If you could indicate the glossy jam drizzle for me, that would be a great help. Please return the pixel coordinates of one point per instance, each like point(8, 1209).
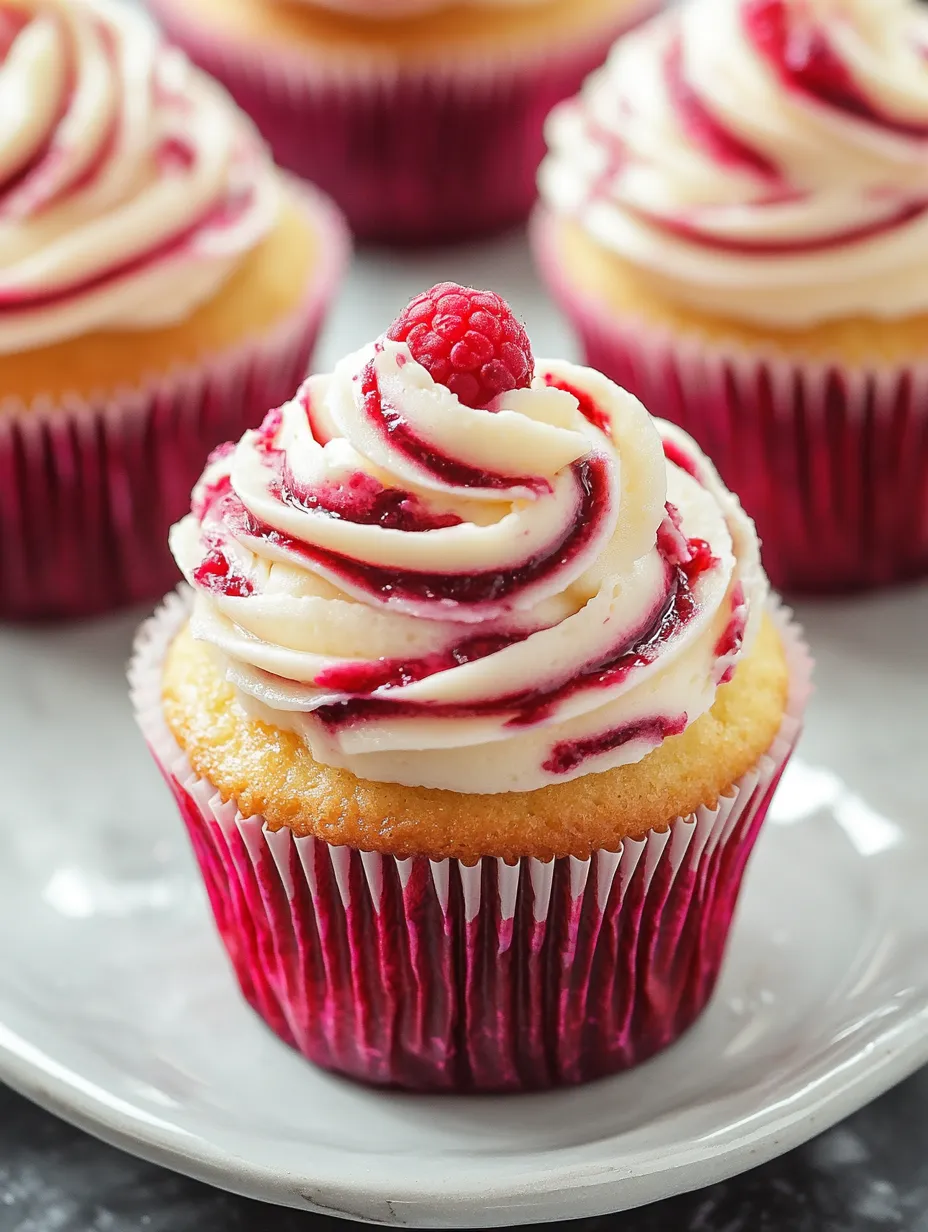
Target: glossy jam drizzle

━━━━

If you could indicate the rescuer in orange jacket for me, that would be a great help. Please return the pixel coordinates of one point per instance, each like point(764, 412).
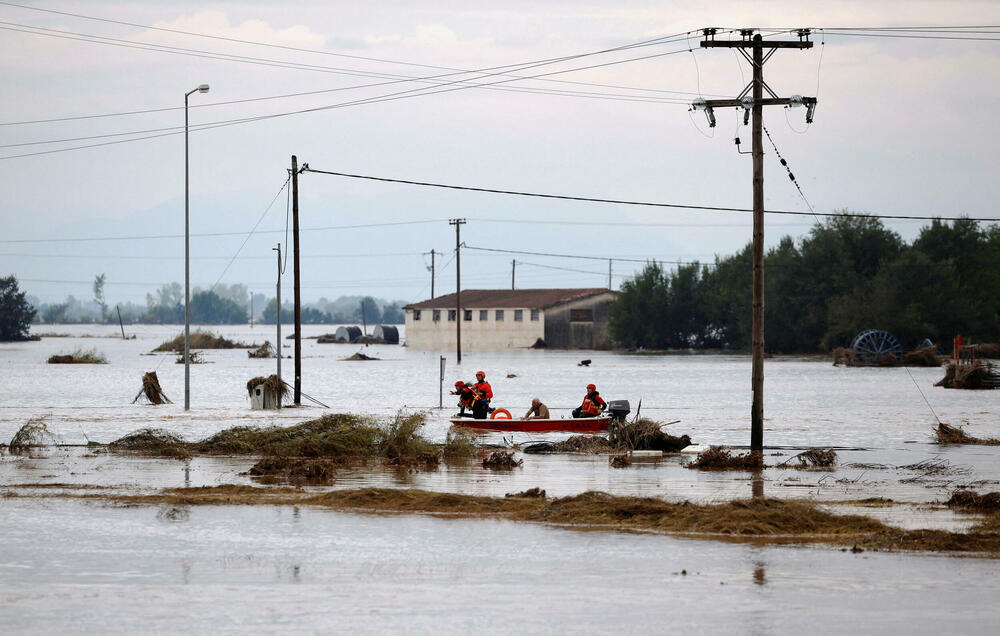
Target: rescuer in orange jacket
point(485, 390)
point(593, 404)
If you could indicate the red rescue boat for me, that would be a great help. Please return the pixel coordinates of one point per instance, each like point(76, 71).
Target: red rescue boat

━━━━

## Problem statement
Of the lines above, retype only those from the line containing "If you could indicate the red" through the line containing "Target: red rescue boat", including both, exactly.

## Task solution
If you could indicate the red rescue boat for me, that would be a great help. Please return the pixel coordinates of one point per instance, each like point(76, 71).
Target: red rescue boat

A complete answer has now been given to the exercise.